[EXERCISE] List every line of the records below that contains the string "column".

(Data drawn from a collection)

------------------------------------------------------------------------

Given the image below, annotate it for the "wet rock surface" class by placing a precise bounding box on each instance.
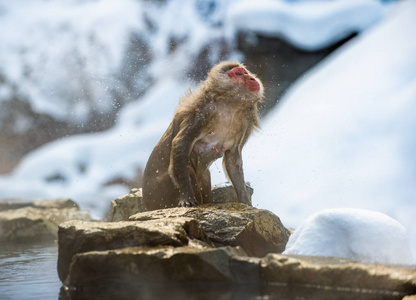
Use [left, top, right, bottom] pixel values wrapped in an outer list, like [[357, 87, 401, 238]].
[[58, 190, 416, 299], [130, 203, 290, 257]]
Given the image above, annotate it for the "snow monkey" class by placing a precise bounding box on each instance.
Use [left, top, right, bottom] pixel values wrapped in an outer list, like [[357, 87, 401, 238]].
[[143, 62, 264, 210]]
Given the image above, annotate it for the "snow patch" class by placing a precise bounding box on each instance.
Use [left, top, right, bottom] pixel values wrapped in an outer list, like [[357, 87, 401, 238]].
[[228, 0, 386, 51], [283, 208, 413, 265]]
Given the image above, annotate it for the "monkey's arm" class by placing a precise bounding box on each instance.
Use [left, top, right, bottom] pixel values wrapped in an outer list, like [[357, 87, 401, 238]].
[[223, 147, 251, 205], [169, 108, 211, 206]]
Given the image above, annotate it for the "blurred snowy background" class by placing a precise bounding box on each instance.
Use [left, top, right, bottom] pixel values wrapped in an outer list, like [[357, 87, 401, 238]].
[[0, 0, 416, 260]]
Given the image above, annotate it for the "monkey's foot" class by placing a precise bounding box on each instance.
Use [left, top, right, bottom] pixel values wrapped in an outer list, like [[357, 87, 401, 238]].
[[178, 198, 198, 207]]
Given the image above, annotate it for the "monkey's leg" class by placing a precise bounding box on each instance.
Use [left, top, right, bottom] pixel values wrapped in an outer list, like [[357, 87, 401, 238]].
[[199, 169, 211, 203], [179, 167, 202, 207], [223, 150, 251, 205]]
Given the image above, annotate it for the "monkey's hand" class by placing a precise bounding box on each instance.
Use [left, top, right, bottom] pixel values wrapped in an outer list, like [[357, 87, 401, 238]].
[[178, 196, 198, 207]]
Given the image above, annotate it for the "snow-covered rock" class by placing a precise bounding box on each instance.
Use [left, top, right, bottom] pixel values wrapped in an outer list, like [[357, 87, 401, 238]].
[[283, 208, 413, 264], [228, 0, 386, 51], [234, 1, 416, 258]]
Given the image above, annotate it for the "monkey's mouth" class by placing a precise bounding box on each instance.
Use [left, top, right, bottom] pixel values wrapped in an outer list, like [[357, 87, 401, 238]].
[[248, 80, 260, 92]]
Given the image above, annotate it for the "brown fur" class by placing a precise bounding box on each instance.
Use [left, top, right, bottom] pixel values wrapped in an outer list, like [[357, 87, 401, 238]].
[[143, 62, 263, 210]]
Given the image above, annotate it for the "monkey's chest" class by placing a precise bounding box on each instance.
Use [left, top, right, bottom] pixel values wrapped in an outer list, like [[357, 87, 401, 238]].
[[193, 122, 244, 165]]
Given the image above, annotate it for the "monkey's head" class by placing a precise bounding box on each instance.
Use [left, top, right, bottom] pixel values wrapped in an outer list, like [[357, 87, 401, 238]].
[[207, 61, 264, 102]]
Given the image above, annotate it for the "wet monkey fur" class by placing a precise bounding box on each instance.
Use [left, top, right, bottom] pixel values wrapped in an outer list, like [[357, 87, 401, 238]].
[[143, 62, 263, 210]]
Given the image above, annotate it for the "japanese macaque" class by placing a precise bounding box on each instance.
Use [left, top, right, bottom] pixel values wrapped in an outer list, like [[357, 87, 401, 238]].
[[143, 62, 264, 210]]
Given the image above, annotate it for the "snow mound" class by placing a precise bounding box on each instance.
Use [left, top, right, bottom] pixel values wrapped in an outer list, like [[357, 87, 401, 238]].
[[229, 0, 386, 51], [283, 208, 413, 264]]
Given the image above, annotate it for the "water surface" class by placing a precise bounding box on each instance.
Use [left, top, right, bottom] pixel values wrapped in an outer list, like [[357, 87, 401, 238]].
[[0, 243, 61, 300]]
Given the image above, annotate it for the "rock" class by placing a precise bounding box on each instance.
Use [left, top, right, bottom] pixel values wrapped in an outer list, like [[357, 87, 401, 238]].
[[66, 247, 244, 288], [0, 199, 91, 243], [58, 218, 213, 281], [61, 246, 416, 299], [211, 182, 253, 204], [261, 254, 416, 299], [107, 188, 146, 222], [130, 203, 290, 257], [107, 183, 253, 222]]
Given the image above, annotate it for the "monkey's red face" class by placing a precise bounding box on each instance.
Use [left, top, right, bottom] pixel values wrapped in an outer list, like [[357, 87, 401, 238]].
[[227, 67, 260, 92]]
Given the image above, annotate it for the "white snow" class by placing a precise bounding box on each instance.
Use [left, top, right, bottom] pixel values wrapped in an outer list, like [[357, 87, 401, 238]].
[[0, 78, 185, 217], [0, 0, 416, 262], [283, 208, 413, 265], [232, 1, 416, 262], [229, 0, 386, 51]]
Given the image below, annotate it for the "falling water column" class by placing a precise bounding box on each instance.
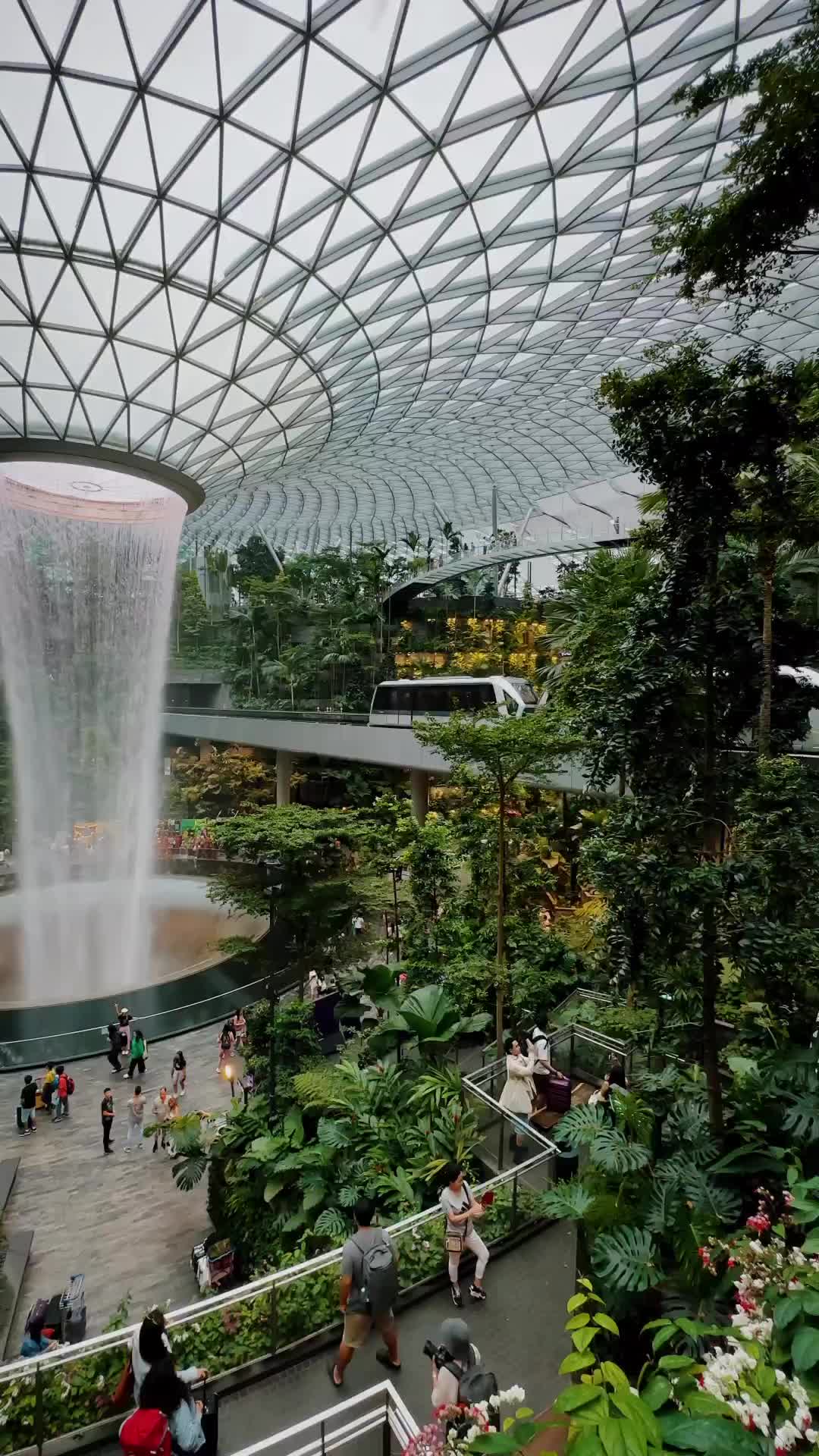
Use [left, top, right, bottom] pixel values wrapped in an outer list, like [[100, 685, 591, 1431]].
[[0, 462, 185, 1005]]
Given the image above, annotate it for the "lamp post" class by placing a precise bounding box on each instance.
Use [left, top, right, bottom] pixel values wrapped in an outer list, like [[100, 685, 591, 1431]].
[[264, 859, 284, 1127]]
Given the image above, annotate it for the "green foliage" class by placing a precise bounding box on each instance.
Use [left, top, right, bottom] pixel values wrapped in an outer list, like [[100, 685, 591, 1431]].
[[654, 5, 819, 307]]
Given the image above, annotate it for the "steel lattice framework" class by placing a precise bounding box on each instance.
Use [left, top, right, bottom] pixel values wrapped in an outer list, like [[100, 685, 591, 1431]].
[[0, 0, 819, 546]]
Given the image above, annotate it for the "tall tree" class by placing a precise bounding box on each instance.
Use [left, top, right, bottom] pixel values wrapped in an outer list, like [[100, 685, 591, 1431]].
[[592, 344, 805, 1131], [654, 0, 819, 306], [414, 712, 567, 1053]]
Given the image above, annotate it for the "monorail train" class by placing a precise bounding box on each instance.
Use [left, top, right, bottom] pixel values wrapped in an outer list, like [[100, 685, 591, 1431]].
[[370, 677, 538, 728]]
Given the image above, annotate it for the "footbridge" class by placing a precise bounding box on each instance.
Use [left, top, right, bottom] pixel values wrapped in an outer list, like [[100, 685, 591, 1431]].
[[162, 708, 586, 823]]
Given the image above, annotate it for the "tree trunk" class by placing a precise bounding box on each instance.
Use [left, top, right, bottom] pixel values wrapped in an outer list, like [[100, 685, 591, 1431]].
[[702, 535, 723, 1134], [495, 779, 506, 1057], [756, 537, 777, 758]]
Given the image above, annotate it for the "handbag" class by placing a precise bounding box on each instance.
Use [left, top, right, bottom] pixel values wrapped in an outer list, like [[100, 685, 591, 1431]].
[[111, 1356, 134, 1410]]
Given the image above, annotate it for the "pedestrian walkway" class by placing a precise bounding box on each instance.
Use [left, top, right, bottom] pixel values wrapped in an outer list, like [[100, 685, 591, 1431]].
[[95, 1223, 576, 1456], [0, 1027, 239, 1357]]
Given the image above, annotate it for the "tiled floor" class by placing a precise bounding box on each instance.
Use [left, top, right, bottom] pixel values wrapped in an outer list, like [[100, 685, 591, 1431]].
[[0, 1027, 231, 1356]]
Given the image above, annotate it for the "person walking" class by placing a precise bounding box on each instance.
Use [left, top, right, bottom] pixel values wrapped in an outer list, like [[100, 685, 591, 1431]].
[[101, 1087, 114, 1153], [153, 1087, 171, 1153], [498, 1037, 536, 1147], [438, 1163, 490, 1309], [39, 1062, 57, 1117], [19, 1072, 36, 1133], [106, 1021, 122, 1072], [329, 1198, 400, 1391], [140, 1356, 215, 1456], [171, 1051, 188, 1097], [125, 1027, 147, 1079], [54, 1062, 73, 1122], [125, 1083, 146, 1152]]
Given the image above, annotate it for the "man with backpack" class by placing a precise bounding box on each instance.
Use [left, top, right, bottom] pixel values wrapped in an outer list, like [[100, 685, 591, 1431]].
[[329, 1198, 400, 1391], [54, 1063, 74, 1122]]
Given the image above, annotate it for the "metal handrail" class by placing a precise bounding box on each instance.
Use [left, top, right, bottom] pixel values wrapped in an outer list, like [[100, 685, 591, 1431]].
[[0, 1087, 558, 1385], [234, 1380, 419, 1456], [3, 975, 268, 1048]]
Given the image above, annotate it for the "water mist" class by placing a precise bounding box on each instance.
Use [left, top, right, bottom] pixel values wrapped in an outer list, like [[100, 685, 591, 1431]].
[[0, 462, 185, 1005]]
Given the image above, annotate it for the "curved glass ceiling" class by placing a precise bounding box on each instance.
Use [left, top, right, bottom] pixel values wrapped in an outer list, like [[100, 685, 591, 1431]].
[[0, 0, 819, 548]]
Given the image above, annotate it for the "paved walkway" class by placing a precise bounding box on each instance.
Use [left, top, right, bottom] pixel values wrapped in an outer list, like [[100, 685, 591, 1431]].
[[0, 1027, 231, 1356], [102, 1225, 576, 1456]]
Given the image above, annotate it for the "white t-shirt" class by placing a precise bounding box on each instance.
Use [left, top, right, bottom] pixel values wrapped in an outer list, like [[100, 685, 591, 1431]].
[[433, 1345, 481, 1410]]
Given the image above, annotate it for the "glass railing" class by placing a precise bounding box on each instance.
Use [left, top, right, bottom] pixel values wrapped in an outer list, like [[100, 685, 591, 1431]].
[[0, 1087, 557, 1456], [234, 1380, 419, 1456], [0, 975, 267, 1072]]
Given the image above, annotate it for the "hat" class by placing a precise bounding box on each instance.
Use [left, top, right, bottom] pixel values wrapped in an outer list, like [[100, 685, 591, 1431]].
[[438, 1320, 472, 1361]]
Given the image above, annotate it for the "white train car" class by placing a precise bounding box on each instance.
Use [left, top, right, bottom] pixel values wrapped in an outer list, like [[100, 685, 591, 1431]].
[[370, 677, 538, 728]]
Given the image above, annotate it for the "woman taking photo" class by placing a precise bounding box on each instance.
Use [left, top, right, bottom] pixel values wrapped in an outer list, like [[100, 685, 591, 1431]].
[[440, 1163, 490, 1309], [498, 1037, 536, 1147]]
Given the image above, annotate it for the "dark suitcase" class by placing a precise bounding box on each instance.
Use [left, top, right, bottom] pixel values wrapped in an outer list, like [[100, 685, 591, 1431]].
[[547, 1078, 571, 1112], [60, 1274, 86, 1345]]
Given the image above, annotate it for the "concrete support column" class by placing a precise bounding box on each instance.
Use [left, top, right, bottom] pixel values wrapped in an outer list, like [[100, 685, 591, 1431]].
[[275, 748, 296, 810], [410, 769, 430, 824]]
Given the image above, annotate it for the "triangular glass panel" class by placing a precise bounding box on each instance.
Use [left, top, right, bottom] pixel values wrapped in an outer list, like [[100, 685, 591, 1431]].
[[36, 86, 87, 173], [221, 122, 278, 198], [0, 71, 48, 157], [443, 127, 509, 190], [63, 77, 132, 168], [299, 39, 355, 133], [541, 96, 601, 165], [0, 253, 29, 318], [150, 6, 218, 111], [146, 96, 206, 182], [229, 166, 284, 239], [116, 0, 188, 74], [27, 335, 68, 386], [453, 41, 519, 122], [395, 0, 471, 65], [215, 0, 293, 100], [103, 106, 156, 192], [32, 389, 74, 435], [179, 228, 215, 287], [356, 162, 417, 221], [395, 49, 474, 134], [169, 131, 218, 214], [0, 172, 27, 237], [277, 207, 332, 264], [213, 223, 259, 287], [322, 0, 400, 77], [302, 106, 373, 182], [231, 49, 305, 147], [39, 176, 89, 246], [22, 184, 57, 246], [63, 0, 134, 83], [42, 266, 99, 332], [44, 329, 103, 386], [0, 325, 32, 378], [101, 185, 150, 252]]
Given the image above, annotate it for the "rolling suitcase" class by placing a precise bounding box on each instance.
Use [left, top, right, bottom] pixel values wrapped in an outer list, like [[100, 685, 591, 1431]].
[[60, 1274, 86, 1345]]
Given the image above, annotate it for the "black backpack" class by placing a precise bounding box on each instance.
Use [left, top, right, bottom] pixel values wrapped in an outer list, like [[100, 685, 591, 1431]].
[[347, 1233, 398, 1315], [443, 1360, 498, 1405]]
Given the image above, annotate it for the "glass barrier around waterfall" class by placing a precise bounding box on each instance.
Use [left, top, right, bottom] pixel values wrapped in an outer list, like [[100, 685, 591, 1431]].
[[0, 1118, 557, 1456]]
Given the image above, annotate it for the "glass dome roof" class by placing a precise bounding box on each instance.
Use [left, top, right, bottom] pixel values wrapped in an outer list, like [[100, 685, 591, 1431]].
[[0, 0, 819, 548]]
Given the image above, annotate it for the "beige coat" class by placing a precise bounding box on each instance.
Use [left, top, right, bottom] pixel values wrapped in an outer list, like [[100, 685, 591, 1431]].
[[498, 1053, 535, 1117]]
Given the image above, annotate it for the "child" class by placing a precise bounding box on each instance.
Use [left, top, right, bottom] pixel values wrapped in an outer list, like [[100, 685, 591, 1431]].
[[171, 1051, 188, 1097]]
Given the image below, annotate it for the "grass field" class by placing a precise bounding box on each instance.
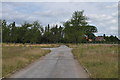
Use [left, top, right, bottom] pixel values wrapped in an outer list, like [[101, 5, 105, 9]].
[[68, 44, 118, 78], [2, 44, 59, 77]]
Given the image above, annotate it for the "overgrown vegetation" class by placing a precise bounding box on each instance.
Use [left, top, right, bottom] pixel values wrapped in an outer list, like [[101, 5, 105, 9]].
[[2, 44, 53, 77], [69, 44, 118, 78]]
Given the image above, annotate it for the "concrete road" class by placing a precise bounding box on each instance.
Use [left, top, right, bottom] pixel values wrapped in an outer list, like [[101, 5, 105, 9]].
[[11, 45, 88, 78]]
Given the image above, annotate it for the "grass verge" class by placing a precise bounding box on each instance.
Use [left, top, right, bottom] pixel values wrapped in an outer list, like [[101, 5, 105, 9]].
[[2, 46, 50, 77], [68, 44, 118, 78]]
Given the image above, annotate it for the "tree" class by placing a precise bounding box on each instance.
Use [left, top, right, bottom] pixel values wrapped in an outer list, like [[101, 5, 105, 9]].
[[1, 20, 10, 42], [63, 11, 97, 43]]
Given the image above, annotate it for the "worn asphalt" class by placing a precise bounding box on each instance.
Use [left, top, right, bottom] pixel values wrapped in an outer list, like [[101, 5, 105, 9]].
[[11, 45, 88, 78]]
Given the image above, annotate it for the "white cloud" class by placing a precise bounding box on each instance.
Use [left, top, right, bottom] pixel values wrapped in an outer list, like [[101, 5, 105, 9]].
[[106, 3, 118, 8]]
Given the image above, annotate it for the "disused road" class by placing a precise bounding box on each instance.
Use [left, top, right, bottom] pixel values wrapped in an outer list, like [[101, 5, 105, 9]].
[[11, 45, 88, 78]]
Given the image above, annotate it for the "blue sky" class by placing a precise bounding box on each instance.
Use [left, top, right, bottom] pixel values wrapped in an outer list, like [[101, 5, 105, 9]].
[[2, 2, 118, 36]]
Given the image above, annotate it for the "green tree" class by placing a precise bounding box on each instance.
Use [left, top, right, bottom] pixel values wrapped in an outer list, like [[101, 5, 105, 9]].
[[1, 20, 10, 42], [63, 11, 97, 43]]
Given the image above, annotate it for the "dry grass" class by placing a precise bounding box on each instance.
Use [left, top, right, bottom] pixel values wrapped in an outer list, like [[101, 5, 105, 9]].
[[2, 43, 60, 48], [69, 44, 118, 78], [2, 45, 50, 77]]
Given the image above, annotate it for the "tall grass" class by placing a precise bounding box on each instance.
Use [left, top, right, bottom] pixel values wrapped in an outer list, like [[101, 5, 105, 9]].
[[69, 44, 118, 78], [2, 46, 50, 77]]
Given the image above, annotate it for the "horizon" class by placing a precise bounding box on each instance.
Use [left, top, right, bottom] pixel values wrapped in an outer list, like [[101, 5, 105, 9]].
[[2, 2, 119, 38]]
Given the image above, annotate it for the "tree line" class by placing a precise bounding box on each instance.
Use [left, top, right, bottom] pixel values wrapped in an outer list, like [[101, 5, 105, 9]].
[[0, 11, 119, 44]]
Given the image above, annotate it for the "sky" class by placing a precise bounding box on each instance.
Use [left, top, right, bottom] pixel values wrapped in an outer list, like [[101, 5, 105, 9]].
[[0, 2, 118, 36]]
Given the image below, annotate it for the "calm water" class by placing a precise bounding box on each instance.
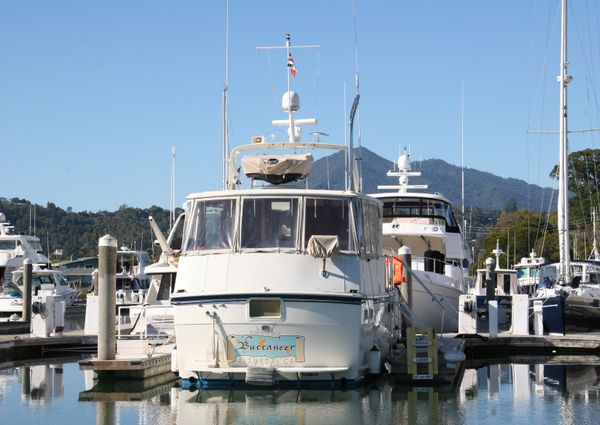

------------------------------------------------------------------------

[OUTPUT BELOW]
Given the image below, annotate it for the "falling water column" class by placing a precise bounding box on each instance.
Given the image above, annotate it for the "concrete support column" class by placing a precise bounding box on each instance.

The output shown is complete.